──────── Texte ────────
Débat Mediapart sur la démocratie
L'émission "Le débat" de Mediapart a réuni ce 23 mars les chercheurs Loïc Blondiaux et Héloïse Nez pour discuter du thème de la démocratie, très peu présent dans la campagne présidentielle. Sont évoqués successivement pendant 45 minutes : les sondages ; le mouvement des Indignés ; la crise de la représentation politique ; le référendum et l'élection ; l'exercice de la citoyenneté dans le cadre des sociétés modernes ; le tirage au sort ; la culture des contre-pouvoirs en France ; le gouvernement représentatif face au long terme ; les problèmes de la délibération ; l'inachèvement de la démocratie dite participative ; les dernières élections législatives espagnoles ; le processus constituant islandais ; les Indignés vs. la politique partisane.
──────── Données ────────
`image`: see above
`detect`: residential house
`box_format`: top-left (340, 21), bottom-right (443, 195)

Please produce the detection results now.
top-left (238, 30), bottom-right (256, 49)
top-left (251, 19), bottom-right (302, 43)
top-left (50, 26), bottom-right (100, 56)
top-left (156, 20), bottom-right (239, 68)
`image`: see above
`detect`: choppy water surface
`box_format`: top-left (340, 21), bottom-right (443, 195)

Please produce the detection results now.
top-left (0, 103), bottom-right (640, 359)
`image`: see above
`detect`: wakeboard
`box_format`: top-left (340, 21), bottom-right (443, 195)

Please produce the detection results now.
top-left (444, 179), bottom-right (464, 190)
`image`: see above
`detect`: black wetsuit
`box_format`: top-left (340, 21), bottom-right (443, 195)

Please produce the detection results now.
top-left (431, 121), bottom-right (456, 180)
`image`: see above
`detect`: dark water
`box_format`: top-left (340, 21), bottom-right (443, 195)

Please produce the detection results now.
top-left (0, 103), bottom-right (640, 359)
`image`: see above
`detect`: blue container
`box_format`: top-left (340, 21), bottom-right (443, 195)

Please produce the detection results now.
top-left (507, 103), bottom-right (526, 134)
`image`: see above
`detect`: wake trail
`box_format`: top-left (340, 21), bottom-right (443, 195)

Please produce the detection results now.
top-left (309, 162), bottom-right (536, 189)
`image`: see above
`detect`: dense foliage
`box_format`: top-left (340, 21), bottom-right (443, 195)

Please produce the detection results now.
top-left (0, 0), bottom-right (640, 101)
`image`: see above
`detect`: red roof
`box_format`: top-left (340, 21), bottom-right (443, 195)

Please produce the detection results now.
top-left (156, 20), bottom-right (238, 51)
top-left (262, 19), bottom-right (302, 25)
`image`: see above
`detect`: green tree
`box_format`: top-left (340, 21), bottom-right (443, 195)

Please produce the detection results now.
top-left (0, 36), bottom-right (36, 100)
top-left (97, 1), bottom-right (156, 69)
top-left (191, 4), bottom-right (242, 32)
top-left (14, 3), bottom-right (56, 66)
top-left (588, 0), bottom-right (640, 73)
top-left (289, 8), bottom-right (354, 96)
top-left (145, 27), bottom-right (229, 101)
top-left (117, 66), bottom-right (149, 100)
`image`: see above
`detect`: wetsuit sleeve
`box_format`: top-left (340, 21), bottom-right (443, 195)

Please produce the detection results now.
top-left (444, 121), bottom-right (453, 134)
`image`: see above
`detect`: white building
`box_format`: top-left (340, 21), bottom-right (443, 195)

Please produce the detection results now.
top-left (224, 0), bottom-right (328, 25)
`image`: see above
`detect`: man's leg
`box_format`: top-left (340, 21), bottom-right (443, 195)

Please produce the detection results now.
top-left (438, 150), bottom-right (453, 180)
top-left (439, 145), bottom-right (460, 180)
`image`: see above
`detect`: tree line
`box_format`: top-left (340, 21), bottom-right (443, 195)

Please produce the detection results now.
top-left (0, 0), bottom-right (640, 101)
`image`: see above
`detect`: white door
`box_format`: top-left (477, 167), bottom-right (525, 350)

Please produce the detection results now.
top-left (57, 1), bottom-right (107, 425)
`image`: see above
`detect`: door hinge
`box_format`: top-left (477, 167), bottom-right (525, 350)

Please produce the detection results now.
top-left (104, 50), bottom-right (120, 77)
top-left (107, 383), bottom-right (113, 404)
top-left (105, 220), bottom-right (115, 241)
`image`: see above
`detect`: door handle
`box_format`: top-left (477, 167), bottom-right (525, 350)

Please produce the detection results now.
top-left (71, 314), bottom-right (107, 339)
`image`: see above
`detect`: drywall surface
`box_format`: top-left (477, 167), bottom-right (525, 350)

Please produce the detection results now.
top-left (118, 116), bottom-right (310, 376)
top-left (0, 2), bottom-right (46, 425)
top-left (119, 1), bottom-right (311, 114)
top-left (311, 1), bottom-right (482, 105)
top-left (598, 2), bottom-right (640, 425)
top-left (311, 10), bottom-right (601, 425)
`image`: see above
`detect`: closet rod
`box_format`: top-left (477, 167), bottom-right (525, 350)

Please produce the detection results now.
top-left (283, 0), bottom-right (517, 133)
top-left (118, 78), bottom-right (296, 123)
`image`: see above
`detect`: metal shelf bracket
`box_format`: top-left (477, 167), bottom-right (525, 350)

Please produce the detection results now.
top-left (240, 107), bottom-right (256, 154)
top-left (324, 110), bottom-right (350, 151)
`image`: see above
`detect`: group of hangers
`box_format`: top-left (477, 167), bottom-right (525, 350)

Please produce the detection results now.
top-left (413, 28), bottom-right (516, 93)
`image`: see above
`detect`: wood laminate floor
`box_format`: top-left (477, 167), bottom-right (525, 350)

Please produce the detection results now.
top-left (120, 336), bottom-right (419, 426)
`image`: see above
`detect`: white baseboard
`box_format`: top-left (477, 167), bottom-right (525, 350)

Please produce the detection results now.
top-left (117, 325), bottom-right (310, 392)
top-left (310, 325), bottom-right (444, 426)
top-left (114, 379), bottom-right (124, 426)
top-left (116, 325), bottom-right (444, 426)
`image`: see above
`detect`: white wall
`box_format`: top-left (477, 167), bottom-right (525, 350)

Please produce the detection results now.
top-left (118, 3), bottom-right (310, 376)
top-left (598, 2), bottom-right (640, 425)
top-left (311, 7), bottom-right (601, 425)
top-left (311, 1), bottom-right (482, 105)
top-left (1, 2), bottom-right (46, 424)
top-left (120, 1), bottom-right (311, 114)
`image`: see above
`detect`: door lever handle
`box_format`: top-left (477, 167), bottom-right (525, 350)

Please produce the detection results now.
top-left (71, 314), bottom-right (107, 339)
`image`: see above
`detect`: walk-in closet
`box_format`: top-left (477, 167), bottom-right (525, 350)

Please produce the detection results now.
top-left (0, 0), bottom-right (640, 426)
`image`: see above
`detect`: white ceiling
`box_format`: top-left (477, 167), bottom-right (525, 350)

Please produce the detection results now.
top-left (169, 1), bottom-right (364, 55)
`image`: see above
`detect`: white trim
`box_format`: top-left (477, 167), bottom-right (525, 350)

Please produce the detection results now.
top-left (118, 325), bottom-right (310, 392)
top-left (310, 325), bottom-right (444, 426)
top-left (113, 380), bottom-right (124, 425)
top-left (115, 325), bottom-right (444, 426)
────────
**Exercices**
- a) Selon le texte sur le débat de Mediapart, combien de temps dure l'émission ?
- b) Modifiez le texte sur le débat de Mediapart : recopiez-le en commençant par "Débat Mediapart sur" et en allant jusqu'à "la politique partisane.", en remplaçant "chercheurs" par "universitaires".

**Réponses**
- a) 45 minutes.

- b)
Débat Mediapart sur la démocratie
L'émission "Le débat" de Mediapart a réuni ce 23 mars les universitaires Loïc Blondiaux et Héloïse Nez pour discuter du thème de la démocratie, très peu présent dans la campagne présidentielle. Sont évoqués successivement pendant 45 minutes : les sondages ; le mouvement des Indignés ; la crise de la représentation politique ; le référendum et l'élection ; l'exercice de la citoyenneté dans le cadre des sociétés modernes ; le tirage au sort ; la culture des contre-pouvoirs en France ; le gouvernement représentatif face au long terme ; les problèmes de la délibération ; l'inachèvement de la démocratie dite participative ; les dernières élections législatives espagnoles ; le processus constituant islandais ; les Indignés vs. la politique partisane.